All records that follow are to be copied exactly, with images omitted.
------ The input ------
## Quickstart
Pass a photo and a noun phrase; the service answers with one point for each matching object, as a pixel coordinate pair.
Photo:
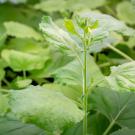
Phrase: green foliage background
(40, 83)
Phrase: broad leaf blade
(122, 77)
(10, 126)
(21, 30)
(117, 106)
(20, 61)
(124, 131)
(47, 109)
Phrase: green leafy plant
(79, 79)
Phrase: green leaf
(97, 123)
(14, 1)
(126, 12)
(56, 35)
(2, 74)
(72, 92)
(3, 104)
(108, 23)
(57, 60)
(71, 73)
(20, 61)
(122, 77)
(117, 106)
(72, 5)
(10, 126)
(19, 30)
(70, 26)
(124, 131)
(21, 82)
(47, 109)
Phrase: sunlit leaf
(122, 77)
(126, 12)
(20, 61)
(21, 30)
(44, 108)
(10, 126)
(117, 106)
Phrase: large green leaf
(97, 123)
(126, 12)
(117, 106)
(73, 92)
(47, 109)
(124, 131)
(10, 126)
(56, 35)
(122, 77)
(21, 30)
(19, 61)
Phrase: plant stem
(85, 90)
(24, 74)
(120, 53)
(109, 127)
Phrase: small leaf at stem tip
(95, 25)
(70, 26)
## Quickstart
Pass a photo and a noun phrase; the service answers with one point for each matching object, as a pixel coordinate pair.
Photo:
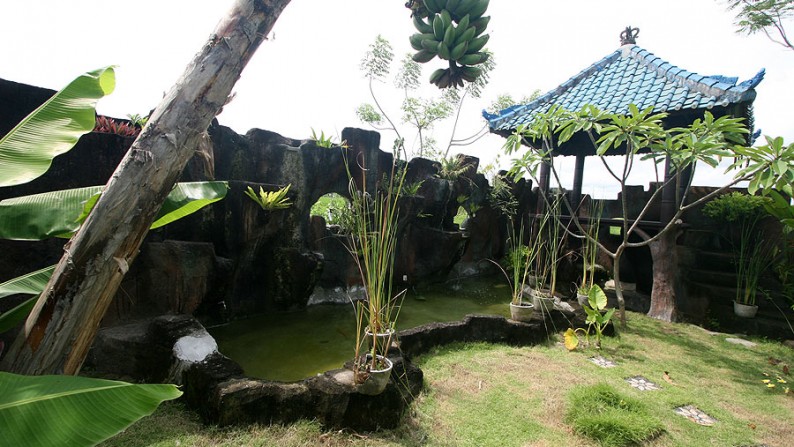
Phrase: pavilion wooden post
(578, 175)
(62, 325)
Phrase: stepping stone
(695, 415)
(642, 384)
(741, 341)
(602, 362)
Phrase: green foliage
(451, 168)
(597, 320)
(270, 200)
(590, 247)
(501, 197)
(735, 207)
(64, 118)
(609, 417)
(321, 140)
(766, 16)
(452, 31)
(373, 245)
(72, 410)
(753, 255)
(60, 213)
(137, 119)
(421, 114)
(377, 60)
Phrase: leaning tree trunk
(665, 264)
(62, 325)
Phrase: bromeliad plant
(270, 200)
(597, 320)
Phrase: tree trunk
(665, 264)
(62, 325)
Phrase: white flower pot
(744, 310)
(521, 312)
(377, 379)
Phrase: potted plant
(518, 261)
(590, 253)
(742, 213)
(549, 243)
(373, 245)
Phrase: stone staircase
(709, 280)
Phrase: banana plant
(72, 410)
(67, 410)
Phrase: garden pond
(295, 345)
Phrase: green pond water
(292, 346)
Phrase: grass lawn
(494, 395)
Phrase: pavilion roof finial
(629, 36)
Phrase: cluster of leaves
(106, 124)
(766, 16)
(420, 113)
(640, 133)
(325, 141)
(597, 320)
(55, 410)
(270, 200)
(736, 207)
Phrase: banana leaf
(59, 213)
(26, 152)
(72, 410)
(30, 284)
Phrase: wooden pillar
(668, 195)
(543, 186)
(578, 174)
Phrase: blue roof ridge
(716, 87)
(559, 90)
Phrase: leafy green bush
(601, 413)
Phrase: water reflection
(292, 346)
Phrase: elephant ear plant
(57, 410)
(597, 320)
(373, 245)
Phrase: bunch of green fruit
(453, 31)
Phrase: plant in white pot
(752, 254)
(517, 263)
(549, 243)
(373, 245)
(589, 252)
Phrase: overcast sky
(306, 75)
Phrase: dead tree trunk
(62, 325)
(665, 264)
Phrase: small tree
(766, 16)
(419, 113)
(706, 140)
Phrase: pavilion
(633, 75)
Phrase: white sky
(308, 75)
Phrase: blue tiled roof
(632, 75)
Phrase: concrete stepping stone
(741, 341)
(695, 415)
(642, 384)
(602, 362)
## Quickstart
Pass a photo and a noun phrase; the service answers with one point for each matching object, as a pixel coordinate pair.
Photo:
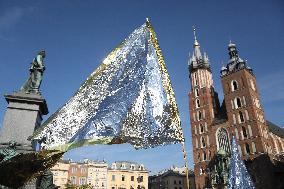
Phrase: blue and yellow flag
(127, 99)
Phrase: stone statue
(220, 169)
(8, 152)
(45, 181)
(36, 73)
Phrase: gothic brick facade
(240, 114)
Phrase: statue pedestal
(23, 115)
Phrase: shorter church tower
(245, 113)
(204, 106)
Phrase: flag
(127, 99)
(239, 177)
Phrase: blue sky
(77, 35)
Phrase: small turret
(197, 60)
(235, 63)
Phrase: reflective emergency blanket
(127, 99)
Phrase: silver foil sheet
(127, 99)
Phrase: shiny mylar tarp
(127, 99)
(23, 168)
(239, 177)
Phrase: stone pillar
(23, 115)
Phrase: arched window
(223, 140)
(250, 131)
(247, 148)
(197, 103)
(244, 132)
(238, 103)
(241, 117)
(234, 85)
(199, 115)
(208, 142)
(198, 156)
(252, 85)
(196, 92)
(202, 142)
(204, 156)
(253, 147)
(240, 150)
(201, 128)
(237, 133)
(196, 141)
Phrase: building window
(83, 170)
(244, 132)
(241, 117)
(113, 166)
(202, 141)
(250, 131)
(208, 142)
(196, 143)
(209, 155)
(234, 85)
(73, 179)
(204, 156)
(253, 147)
(240, 150)
(199, 115)
(252, 85)
(197, 103)
(223, 140)
(196, 92)
(195, 78)
(237, 133)
(141, 167)
(74, 169)
(247, 148)
(201, 128)
(247, 116)
(83, 180)
(238, 103)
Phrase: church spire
(197, 60)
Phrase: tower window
(197, 103)
(223, 140)
(238, 102)
(199, 115)
(202, 141)
(241, 117)
(247, 148)
(201, 128)
(234, 85)
(196, 92)
(204, 156)
(252, 84)
(244, 132)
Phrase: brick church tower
(241, 115)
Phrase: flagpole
(185, 164)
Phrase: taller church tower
(245, 114)
(204, 106)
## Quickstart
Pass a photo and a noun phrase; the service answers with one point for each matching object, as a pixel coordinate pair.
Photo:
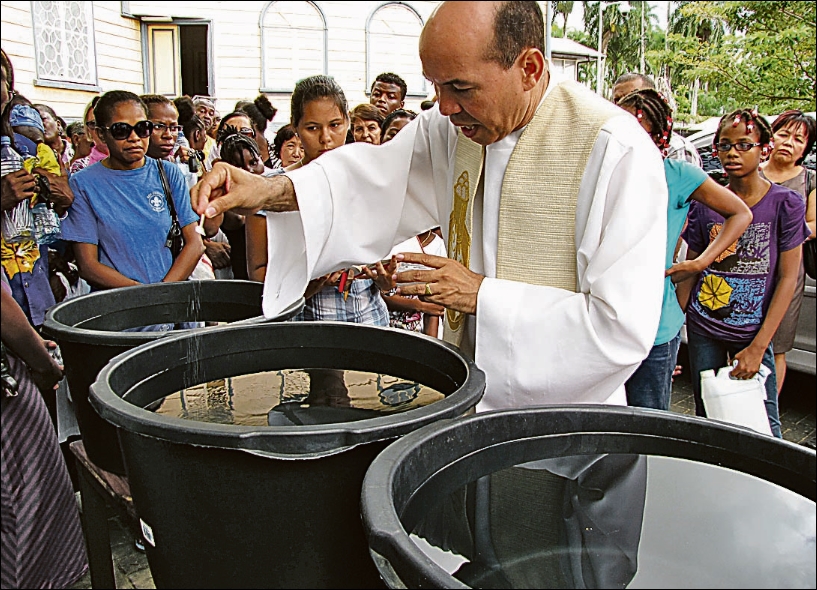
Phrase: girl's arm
(255, 228)
(683, 290)
(400, 303)
(737, 218)
(21, 338)
(188, 258)
(96, 273)
(431, 325)
(750, 357)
------
Output for this exercise |
## Quickstart
Pass a photo and a noun phrase; the service answers with one point for each matching object, as a pixel coordinate pair.
Photo:
Phrase: green foliage background
(40, 83)
Phrase: broad leaf blade
(122, 77)
(10, 126)
(21, 30)
(117, 106)
(20, 61)
(124, 131)
(47, 109)
Phrase: green leafy plant
(79, 79)
Phrase: green leaf
(97, 123)
(14, 1)
(126, 12)
(56, 35)
(2, 74)
(72, 92)
(3, 104)
(108, 23)
(57, 60)
(71, 73)
(20, 61)
(122, 77)
(117, 106)
(72, 5)
(10, 126)
(19, 30)
(70, 26)
(124, 131)
(21, 82)
(47, 109)
Phrase: sunlit leaf
(122, 77)
(126, 12)
(20, 61)
(21, 30)
(44, 108)
(10, 126)
(117, 106)
Phrase: large green leaf
(97, 123)
(126, 12)
(117, 106)
(73, 92)
(47, 109)
(124, 131)
(10, 126)
(56, 35)
(122, 77)
(21, 30)
(19, 61)
Phrase: plant stem
(85, 90)
(24, 74)
(120, 53)
(109, 127)
Phrase: small leaf at stem tip
(95, 25)
(70, 26)
## Quickstart
Pass a photo and a noun phrase; the service answers with one point for each matching object, as a pixel coordinate pair.
Photo:
Phrase: pavilion wooden post
(578, 175)
(62, 325)
Phrase: stepping stone
(695, 415)
(642, 384)
(741, 341)
(602, 362)
Phrase: green foliage
(451, 168)
(597, 320)
(270, 200)
(590, 247)
(501, 197)
(735, 207)
(64, 118)
(609, 417)
(321, 140)
(766, 16)
(452, 31)
(373, 245)
(72, 410)
(753, 255)
(60, 213)
(137, 119)
(421, 114)
(377, 60)
Phrase: leaning tree trunk
(665, 264)
(62, 325)
Phrase: bromeliad plant
(270, 200)
(597, 320)
Phrase: tree trunk
(665, 264)
(62, 325)
Phrase: white flower pot
(744, 310)
(521, 312)
(377, 379)
Phrase: potted plant
(518, 261)
(590, 253)
(742, 213)
(549, 243)
(373, 245)
Phrase: stone staircase
(709, 280)
Phrase: banana plant
(72, 410)
(67, 410)
Phrase: garden pond
(295, 345)
Phrase: green pond water
(292, 346)
Phrase: grass lawn
(494, 395)
Phrase: pavilion roof finial
(629, 36)
Phrase: cluster of leaves
(106, 124)
(766, 16)
(420, 113)
(640, 133)
(325, 141)
(597, 320)
(55, 410)
(270, 200)
(736, 207)
Phrase: banana leaf
(59, 213)
(26, 152)
(72, 410)
(30, 284)
Phrase: wooden pillar
(668, 195)
(543, 186)
(578, 174)
Phrase: blue roof ridge
(716, 87)
(559, 90)
Phrase: leafy green bush
(601, 413)
Phrase: water reflection
(292, 346)
Phrase: elephant ear plant
(57, 410)
(597, 320)
(373, 245)
Phrase: bunch of green fruit
(453, 31)
Phrase: plant in white pot
(752, 254)
(517, 263)
(549, 243)
(373, 245)
(589, 252)
Phrase: overcast sky
(306, 75)
Phrase: dead tree trunk
(62, 325)
(665, 264)
Phrase: small tree
(766, 16)
(419, 113)
(706, 140)
Phrase: pavilion
(633, 75)
Phrase: white sky
(308, 75)
Phrase: blue tiled roof
(632, 75)
Phrase: concrete stepping stone
(741, 341)
(695, 415)
(642, 384)
(602, 362)
## Quickstart
Pass a photo and a noun phrase; the service answers with one point for each matching object, as a pixel coordinate pair.
Photo:
Phrase: blue and yellow flag
(127, 99)
Phrase: stone statue
(220, 169)
(8, 152)
(45, 181)
(36, 73)
Phrase: gothic brick facade
(240, 114)
Phrase: statue pedestal
(23, 115)
Phrase: shorter church tower
(245, 113)
(204, 106)
Phrase: flag
(127, 99)
(239, 177)
Phrase: blue sky
(77, 35)
Phrase: small turret
(197, 60)
(235, 63)
Phrase: reflective emergency blanket
(127, 99)
Phrase: silver foil sheet
(127, 99)
Phrase: shiny mylar tarp
(127, 99)
(23, 168)
(239, 177)
Phrase: stone pillar
(23, 115)
Phrase: arched window
(223, 140)
(250, 131)
(247, 148)
(197, 103)
(244, 132)
(238, 103)
(241, 117)
(234, 85)
(199, 115)
(208, 142)
(198, 156)
(252, 85)
(196, 92)
(202, 142)
(204, 156)
(253, 147)
(240, 150)
(201, 128)
(237, 133)
(196, 141)
Phrase: building window
(83, 170)
(244, 132)
(241, 117)
(113, 166)
(202, 141)
(250, 131)
(208, 142)
(196, 143)
(209, 155)
(234, 85)
(73, 179)
(204, 156)
(253, 147)
(240, 150)
(199, 115)
(252, 85)
(197, 103)
(223, 140)
(196, 92)
(195, 78)
(237, 133)
(141, 167)
(74, 169)
(247, 148)
(201, 128)
(247, 116)
(83, 180)
(238, 103)
Phrase: church spire
(197, 60)
Phrase: tower window
(197, 103)
(223, 140)
(238, 102)
(199, 115)
(202, 141)
(241, 117)
(247, 148)
(201, 128)
(234, 85)
(196, 92)
(204, 156)
(252, 84)
(244, 132)
Phrase: brick church tower
(241, 115)
Phrase: flagpole
(185, 164)
Phrase: taller church tower
(245, 114)
(204, 106)
## Quickstart
Pass a photo and a noun phrase; the service answers with one point for each matching object, as a pixel coordinate pair.
Photo:
Phrase: girl's arm
(255, 228)
(683, 290)
(400, 303)
(737, 218)
(21, 338)
(188, 258)
(96, 273)
(431, 325)
(750, 357)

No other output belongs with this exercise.